Activity
From the line with "Q: Report the" through the final line below, restate each line word for word and return nothing else.

Data for this task
============================================================

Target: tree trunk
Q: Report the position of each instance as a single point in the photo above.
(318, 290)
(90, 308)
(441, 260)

============================================================

Response area
Q: Report the position of each instance as a single point in the photo above.
(318, 290)
(90, 308)
(441, 260)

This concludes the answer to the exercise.